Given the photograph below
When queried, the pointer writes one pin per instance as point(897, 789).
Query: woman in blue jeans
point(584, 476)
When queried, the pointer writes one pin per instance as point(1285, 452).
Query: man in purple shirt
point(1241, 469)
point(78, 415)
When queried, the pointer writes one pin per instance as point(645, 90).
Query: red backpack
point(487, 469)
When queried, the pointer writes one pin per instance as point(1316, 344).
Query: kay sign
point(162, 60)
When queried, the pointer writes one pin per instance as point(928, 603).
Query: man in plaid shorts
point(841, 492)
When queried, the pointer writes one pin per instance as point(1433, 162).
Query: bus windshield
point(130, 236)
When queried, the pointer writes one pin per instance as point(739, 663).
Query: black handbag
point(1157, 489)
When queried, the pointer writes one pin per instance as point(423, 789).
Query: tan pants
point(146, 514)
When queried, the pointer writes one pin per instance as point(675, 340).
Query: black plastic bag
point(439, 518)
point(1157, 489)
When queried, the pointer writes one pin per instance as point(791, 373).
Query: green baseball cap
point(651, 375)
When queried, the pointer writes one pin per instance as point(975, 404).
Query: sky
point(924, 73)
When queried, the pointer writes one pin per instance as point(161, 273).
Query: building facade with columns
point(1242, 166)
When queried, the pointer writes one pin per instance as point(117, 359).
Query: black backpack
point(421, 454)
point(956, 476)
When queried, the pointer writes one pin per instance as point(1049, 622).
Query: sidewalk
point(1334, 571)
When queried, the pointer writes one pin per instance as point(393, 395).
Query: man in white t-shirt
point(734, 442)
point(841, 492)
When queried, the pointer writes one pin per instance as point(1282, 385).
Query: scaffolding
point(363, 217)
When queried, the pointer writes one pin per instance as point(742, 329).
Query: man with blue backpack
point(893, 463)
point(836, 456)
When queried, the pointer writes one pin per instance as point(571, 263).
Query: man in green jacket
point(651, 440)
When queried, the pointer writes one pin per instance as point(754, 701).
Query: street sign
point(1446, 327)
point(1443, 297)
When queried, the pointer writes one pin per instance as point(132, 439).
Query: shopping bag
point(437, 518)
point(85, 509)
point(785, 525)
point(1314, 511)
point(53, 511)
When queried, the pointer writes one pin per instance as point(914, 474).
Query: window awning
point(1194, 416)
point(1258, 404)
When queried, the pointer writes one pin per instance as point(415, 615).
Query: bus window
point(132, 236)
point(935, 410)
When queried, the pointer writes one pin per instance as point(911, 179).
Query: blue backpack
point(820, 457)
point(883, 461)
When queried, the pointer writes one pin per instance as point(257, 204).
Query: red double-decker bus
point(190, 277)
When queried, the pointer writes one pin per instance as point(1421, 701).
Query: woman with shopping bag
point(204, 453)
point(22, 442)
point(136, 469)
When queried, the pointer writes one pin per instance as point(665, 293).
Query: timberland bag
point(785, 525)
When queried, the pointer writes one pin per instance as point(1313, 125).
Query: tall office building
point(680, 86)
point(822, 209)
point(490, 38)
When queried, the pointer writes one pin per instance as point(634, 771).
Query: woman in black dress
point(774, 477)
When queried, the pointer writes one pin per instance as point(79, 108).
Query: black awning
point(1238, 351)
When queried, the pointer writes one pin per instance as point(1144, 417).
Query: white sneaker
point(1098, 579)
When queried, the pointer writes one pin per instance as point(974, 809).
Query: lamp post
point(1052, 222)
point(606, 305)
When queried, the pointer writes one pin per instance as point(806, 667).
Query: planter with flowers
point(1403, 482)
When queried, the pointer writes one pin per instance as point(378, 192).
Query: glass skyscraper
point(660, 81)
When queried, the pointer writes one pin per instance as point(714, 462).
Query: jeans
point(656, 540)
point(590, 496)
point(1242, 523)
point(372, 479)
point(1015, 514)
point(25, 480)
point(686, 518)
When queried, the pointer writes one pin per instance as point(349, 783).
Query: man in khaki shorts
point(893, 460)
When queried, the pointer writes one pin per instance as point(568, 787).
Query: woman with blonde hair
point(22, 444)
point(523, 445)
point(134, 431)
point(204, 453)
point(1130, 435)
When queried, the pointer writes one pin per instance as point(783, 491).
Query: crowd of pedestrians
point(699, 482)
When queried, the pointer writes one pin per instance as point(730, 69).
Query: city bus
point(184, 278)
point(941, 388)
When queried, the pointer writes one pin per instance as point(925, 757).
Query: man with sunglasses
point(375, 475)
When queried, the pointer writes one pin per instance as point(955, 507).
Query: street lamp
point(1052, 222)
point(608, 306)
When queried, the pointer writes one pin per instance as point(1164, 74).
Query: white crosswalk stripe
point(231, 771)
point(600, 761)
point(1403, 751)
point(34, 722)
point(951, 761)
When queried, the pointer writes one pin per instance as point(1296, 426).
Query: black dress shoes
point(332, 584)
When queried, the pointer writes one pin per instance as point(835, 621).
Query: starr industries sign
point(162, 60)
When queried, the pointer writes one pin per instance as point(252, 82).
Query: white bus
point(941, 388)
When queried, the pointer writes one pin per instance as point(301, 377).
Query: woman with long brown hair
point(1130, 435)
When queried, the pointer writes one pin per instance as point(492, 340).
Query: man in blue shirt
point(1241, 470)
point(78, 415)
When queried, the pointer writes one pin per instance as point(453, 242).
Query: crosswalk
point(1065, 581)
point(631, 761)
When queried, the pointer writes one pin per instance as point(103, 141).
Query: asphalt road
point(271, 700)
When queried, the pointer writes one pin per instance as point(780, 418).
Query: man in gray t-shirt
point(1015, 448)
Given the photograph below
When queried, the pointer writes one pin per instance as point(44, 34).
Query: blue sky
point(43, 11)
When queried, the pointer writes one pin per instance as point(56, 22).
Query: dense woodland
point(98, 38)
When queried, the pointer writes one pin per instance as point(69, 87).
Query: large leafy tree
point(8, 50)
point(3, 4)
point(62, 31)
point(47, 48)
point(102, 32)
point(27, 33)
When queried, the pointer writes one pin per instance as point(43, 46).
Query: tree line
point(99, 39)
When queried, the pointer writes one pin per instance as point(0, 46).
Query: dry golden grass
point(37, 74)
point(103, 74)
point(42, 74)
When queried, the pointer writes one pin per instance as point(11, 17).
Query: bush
= = = = = = =
**What to produce**
Switch "glass skyscraper" to "glass tower" in the lines starting with the line with "as point(378, 192)." and going on through the line with "point(686, 518)". Give back only those lines, with everything else unchanged.

**Result of the task**
When queried, the pointer writes one pin per instance as point(378, 192).
Query: glass tower
point(660, 81)
When queried, the pointer writes one pin per instance as point(714, 462).
Query: jeans
point(656, 540)
point(590, 496)
point(1242, 523)
point(372, 479)
point(1015, 514)
point(25, 480)
point(686, 518)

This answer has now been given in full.